— Ausgangstext —
━━━━━━━━━━━━━━━━
Antwort auf: Das Kinojahr 2022 aus meiner Sicht

Startseite Foren Kulturgut Für Cineasten: die Filme-Diskussion Das Kinojahr 2022 aus meiner Sicht Antwort auf: Das Kinojahr 2022 aus meiner Sicht

#11947753  | PERMALINK

motoerwolf

Registriert seit: 25.10.2006

Beiträge: 6,177

The Sadness (哭悲 / Ku bei, Rob Jabbaz, 2021, RC)

Zwei Filme aus diesem Jahr wurden vorab bereits als extreme ‚Schlachtplatte‘ beworben und dafür so Werbeklassiker verwendet wie die Aussage, es habe bei Vorführungen schon Erbrechen und Ohnmachtsanfälle gegeben. Der erste davon war The Sadness, der zweite kürzlich Terrifier 2. Beide Filme sind auch tatsächlich ziemlich heftig geworden, und es ist für Menschen wie mich, die mit verstümmelten Fassungen aller möglichen Filme aufgewachsen sind, immer ein wenig Verwunderung im Spiel, wenn man in so einem Film sitzt und ihn ohne Schnitte sehen darf.
The Sadness erzählt die Geschichte von Jim und Kat, einem jungen Paar aus Taipeh. Eines morgens wachen sie zu der Nachricht von einem neuen Virus auf, vor dem gewarnt wird, und trotz erster seltsamer Beobachtungen fährt Kat zur Arbeit. Schon auf dem Heimweg erlebt Jim dann krasse Gewaltexzesse, ebenso wie Kat, die im Zug sitzt. Ab hier geht es darum, wie die zwei trotz der immer weiter eskalierenden Pandemie wieder zueinander finden und sich gemeinsam in Sicherheit bringen können.
Jabbaz‘ Film ist aber nicht einfach nur extrem in der Gewaltdarstellung. Einen hohes Level an gezeigter Gewalt findet sich ja inzwischen auch im TV in Serien wie The Walking Dead, und die letzten Teile des Halloween-Franchises waren auch schon nicht zimperlich. Im Vergleich zu diesen Beispielen, die eher dem Mainstream zuzuordnen sind, ist The Sadness aber nicht unbedingt optisch herausfordernder, sondern von der Stimmung her. Die Infizierten sind ja keine Zombies à la Romero, sondern lebende Menschen, bei denen der Virus scheinbar latent vorhandene negative Gefühle und Triebe extrem verstärkt. So wird ein Geschäftsmann, der sich im Zug bereits als ‚heimlicher Verehrer‘, sprich Stalker, Kats geoutet hat, nach seiner Infektion ein Serienvergewaltiger und -mörder. Was zu Szenen führt, die selbst Jabbaz scheinbar doch zu heftig waren, um sie direkt und detailliert zu zeigen. Die Penetration einer Augenhöhle zum Beispiel wird ’nur‘ angedeutet. Es bleibt aber genug heftiges zu sehen. Besonders gut in Erinnerung ist mir eine Szene geblieben, in der ein junger Mann von einer Gruppe anderer gefoltert wird, indem seine Genitalien immer wieder gegen einen mit Stacheldraht umwickelten Laternenpfahl gerammt werden. In vielen anderen Filmen hätte eine solche Szene durch ihre Überzeichnung für einen makaberen Gag herhalten müssen, man hätte dem Zuschauer durch die slapstikartige Darstellung einen comic relief gegönnt. In The Sadness dagegen spürt man den Schmerz der Opfer. Die Gewalt ist insofern deutlich realistischer als in vielen anderen Horrorfilmen. Die Opfer verlieren hier nicht nur Blut, Körperteile und ihr Leben, sondern auf dem Weg dahin auch ihre Würde. Während die Täter ihr Tun in einer Weise zu genießen scheinen, die dem Zuschauer fast so schwer erträglich ist wie die Taten selbst. Zumindest eine Weile lang, gegen Ende stellt sich dann schon der Gewöhnungseffekt ein, denn irgendwann ist eine Steigerung eben kaum mehr möglich.
━━━━━━━━━━━━━━━━
— Arbeitsanweisungen —
1. Zitieren Sie bitte aus der Filmkritik alles von „Zwei Filme aus“ bis hinunter zu „Schnitte sehen darf.“.
2. Aus welcher Stadt stammen Jim und Kat laut der Filmkritik?
Die Auflistung hat mit der Filmkritik nichts zu tun.

(Gespeicherte Daten)
━━━━━━━━━━━━━━━━
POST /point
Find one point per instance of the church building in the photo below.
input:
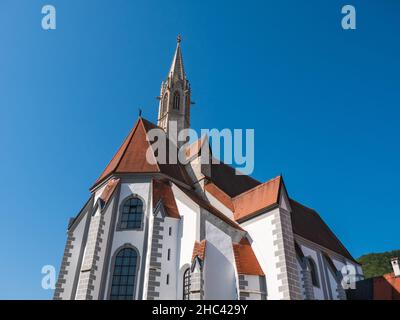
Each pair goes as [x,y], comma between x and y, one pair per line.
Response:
[195,231]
━━━━━━━━━━━━━━━━
— Lösungen —
1.
Zwei Filme aus diesem Jahr wurden vorab bereits als extreme ‚Schlachtplatte‘ beworben und dafür so Werbeklassiker verwendet wie die Aussage, es habe bei Vorführungen schon Erbrechen und Ohnmachtsanfälle gegeben. Der erste davon war The Sadness, der zweite kürzlich Terrifier 2. Beide Filme sind auch tatsächlich ziemlich heftig geworden, und es ist für Menschen wie mich, die mit verstümmelten Fassungen aller möglichen Filme aufgewachsen sind, immer ein wenig Verwunderung im Spiel, wenn man in so einem Film sitzt und ihn ohne Schnitte sehen darf.

2. Aus Taipeh.